__RECORD EXCERPTS__
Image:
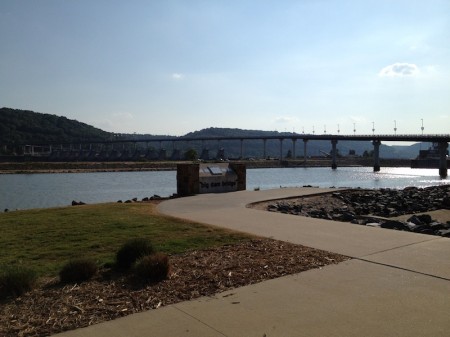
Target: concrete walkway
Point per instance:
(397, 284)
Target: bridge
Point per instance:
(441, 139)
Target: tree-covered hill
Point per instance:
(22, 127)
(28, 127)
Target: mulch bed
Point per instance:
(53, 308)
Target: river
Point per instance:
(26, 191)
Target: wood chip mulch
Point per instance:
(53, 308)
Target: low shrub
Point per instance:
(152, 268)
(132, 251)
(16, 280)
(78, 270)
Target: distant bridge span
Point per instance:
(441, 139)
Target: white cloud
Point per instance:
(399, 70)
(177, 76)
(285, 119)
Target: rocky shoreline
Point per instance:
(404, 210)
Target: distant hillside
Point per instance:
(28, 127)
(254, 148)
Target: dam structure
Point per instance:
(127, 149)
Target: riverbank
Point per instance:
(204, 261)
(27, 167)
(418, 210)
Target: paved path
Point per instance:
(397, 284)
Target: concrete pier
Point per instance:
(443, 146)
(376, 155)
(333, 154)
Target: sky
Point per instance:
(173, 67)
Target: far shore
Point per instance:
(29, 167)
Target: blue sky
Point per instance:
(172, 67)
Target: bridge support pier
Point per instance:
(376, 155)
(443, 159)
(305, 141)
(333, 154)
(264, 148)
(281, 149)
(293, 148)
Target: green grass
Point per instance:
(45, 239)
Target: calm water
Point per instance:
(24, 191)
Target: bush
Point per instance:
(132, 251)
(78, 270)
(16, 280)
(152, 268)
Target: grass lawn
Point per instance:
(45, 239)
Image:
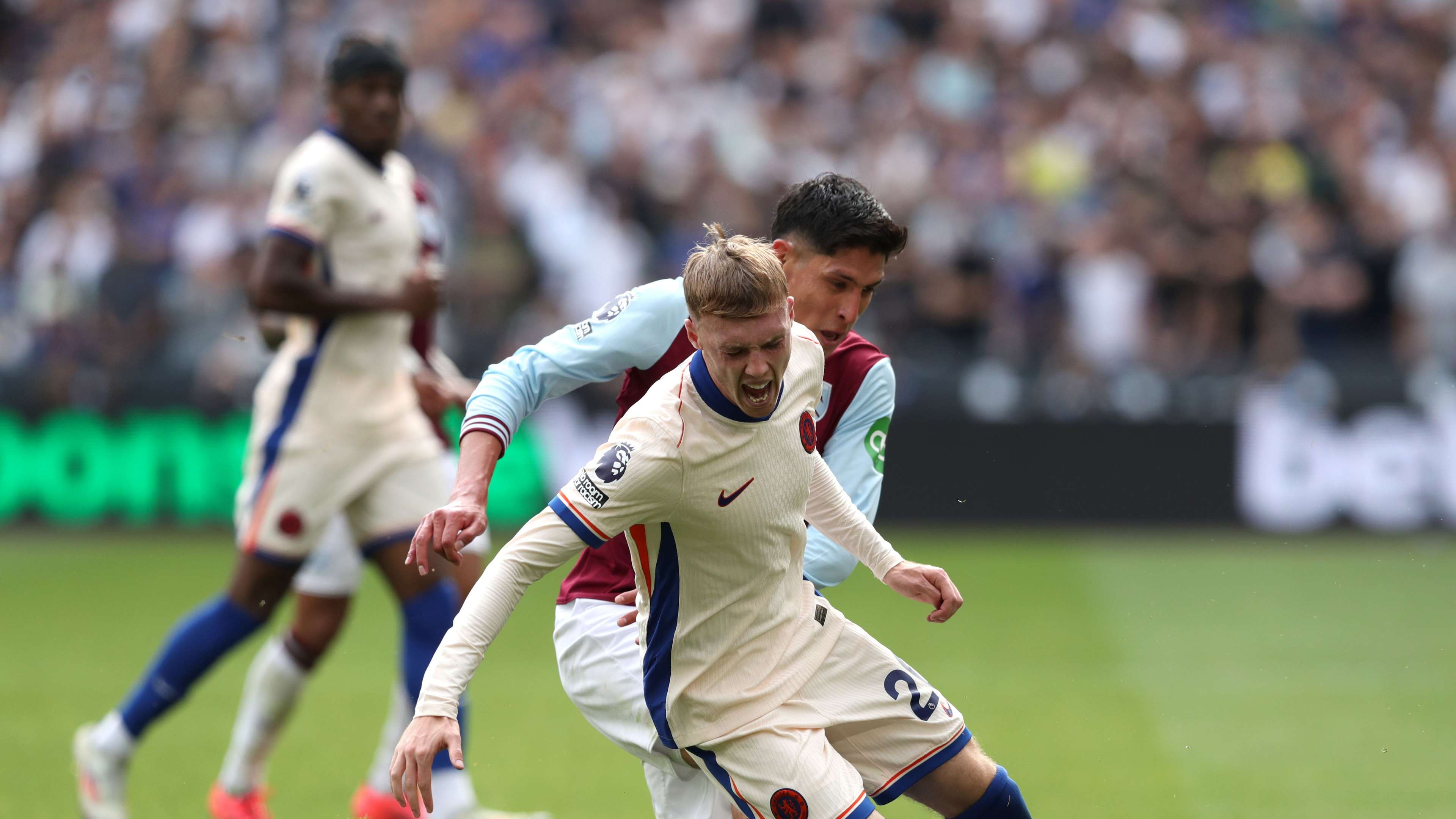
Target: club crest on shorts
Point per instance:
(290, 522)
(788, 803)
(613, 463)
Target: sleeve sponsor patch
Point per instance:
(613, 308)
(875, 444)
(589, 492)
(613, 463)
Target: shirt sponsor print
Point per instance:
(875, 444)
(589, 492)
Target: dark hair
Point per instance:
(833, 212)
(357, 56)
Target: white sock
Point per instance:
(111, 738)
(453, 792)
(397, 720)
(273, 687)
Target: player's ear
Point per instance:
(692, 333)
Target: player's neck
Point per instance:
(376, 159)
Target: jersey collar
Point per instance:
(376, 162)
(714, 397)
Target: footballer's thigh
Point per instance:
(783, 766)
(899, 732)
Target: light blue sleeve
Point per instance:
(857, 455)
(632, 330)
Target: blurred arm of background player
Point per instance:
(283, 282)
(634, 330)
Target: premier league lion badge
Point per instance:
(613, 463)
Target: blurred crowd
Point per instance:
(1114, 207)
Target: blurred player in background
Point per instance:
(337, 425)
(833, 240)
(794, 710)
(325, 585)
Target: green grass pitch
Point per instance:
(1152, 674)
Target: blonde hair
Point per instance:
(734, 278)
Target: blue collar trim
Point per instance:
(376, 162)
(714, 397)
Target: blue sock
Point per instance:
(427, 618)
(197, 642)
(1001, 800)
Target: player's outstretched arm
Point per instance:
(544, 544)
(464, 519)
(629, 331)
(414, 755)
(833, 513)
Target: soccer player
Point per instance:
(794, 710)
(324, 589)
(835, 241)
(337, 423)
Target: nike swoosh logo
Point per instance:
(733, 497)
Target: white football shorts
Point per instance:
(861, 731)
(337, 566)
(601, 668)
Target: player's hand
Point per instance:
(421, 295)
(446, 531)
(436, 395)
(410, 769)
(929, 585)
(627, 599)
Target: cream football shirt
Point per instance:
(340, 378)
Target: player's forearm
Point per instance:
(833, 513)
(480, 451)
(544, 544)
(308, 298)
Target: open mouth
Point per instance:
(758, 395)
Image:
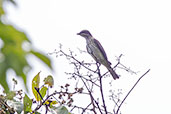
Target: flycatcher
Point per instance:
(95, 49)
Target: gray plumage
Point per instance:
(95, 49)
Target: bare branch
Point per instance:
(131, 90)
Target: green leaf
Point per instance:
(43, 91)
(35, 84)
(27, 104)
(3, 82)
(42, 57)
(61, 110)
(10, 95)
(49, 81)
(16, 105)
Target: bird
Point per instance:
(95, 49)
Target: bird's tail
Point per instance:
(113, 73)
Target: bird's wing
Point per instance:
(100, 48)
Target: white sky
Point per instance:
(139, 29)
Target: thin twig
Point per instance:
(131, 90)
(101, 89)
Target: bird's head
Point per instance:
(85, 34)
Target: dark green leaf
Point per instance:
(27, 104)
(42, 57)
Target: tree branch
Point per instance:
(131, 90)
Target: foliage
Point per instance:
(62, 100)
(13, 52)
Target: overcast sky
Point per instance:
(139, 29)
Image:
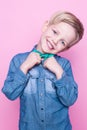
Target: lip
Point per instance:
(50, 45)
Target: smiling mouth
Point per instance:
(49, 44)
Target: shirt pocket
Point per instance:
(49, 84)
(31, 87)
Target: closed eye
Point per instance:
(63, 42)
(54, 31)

--

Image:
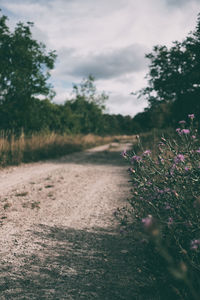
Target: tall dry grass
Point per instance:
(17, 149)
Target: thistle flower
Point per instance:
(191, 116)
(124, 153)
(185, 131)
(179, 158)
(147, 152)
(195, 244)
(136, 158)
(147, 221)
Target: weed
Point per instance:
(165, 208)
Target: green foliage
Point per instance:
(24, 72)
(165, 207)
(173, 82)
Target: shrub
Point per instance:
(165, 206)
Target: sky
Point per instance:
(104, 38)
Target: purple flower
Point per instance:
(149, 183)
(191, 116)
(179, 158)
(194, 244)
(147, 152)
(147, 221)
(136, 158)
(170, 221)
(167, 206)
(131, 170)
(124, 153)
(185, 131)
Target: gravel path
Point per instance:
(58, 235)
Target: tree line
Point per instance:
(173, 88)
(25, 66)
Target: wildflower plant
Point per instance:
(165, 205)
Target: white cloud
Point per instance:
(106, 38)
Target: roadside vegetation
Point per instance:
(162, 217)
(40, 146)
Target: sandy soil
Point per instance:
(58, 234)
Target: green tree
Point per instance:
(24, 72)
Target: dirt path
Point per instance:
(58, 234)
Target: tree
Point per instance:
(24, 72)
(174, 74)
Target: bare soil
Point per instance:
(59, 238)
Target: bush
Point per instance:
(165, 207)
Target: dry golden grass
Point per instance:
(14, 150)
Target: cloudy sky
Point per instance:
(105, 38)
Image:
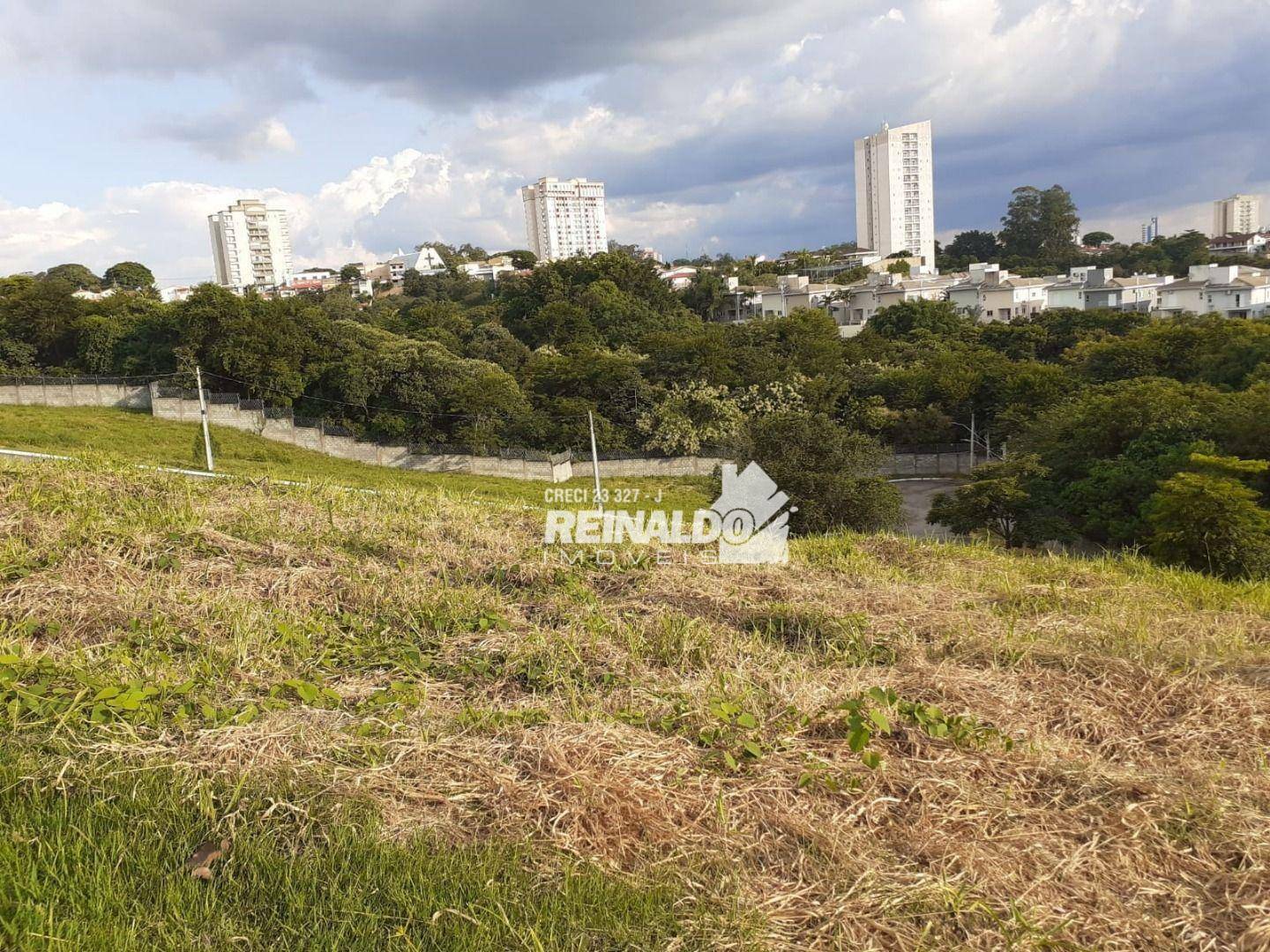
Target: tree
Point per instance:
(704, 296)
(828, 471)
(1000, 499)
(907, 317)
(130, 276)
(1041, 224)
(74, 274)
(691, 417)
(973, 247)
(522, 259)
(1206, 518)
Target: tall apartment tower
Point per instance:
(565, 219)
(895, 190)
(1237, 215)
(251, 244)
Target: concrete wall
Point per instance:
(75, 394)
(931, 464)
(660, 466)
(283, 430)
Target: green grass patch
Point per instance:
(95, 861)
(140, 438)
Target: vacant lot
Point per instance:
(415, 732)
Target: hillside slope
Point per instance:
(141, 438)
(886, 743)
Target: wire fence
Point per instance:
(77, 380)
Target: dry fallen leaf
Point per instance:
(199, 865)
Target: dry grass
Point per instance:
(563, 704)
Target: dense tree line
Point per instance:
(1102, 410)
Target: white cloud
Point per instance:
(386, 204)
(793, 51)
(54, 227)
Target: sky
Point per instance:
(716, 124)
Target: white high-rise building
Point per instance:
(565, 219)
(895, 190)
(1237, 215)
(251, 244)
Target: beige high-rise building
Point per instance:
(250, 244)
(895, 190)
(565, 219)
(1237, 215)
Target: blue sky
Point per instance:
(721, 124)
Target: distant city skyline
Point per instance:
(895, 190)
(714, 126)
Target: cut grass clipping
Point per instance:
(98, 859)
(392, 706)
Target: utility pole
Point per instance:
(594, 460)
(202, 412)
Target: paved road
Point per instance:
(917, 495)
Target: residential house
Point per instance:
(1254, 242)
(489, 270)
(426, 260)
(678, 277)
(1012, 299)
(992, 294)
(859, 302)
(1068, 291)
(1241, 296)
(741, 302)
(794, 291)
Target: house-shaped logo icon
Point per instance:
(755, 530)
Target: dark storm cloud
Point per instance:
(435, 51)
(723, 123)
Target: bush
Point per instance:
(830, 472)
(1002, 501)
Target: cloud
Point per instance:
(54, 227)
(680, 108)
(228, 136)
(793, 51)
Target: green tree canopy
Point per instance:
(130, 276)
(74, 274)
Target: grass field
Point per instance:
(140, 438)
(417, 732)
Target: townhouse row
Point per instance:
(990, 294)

__WORK INSTRUCTIONS__
Your answer should be one number: the count of lines holding "concrete" in the listing.

__ANSWER__
3